▸ **The task**: Convert these entries into a two-column CSV with the headers "entry_text" and "answer", one row per entry. Put each value in a single quoted field and replace any line breaks with spaces.

[Point annotation entries]
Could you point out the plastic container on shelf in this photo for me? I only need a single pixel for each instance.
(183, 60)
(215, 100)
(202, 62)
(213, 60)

▸ **Task output**:
entry_text,answer
"Could you point out the plastic container on shelf in this photo for me? I only need a single pixel for each instance.","(183, 60) (215, 100) (202, 62) (213, 60)"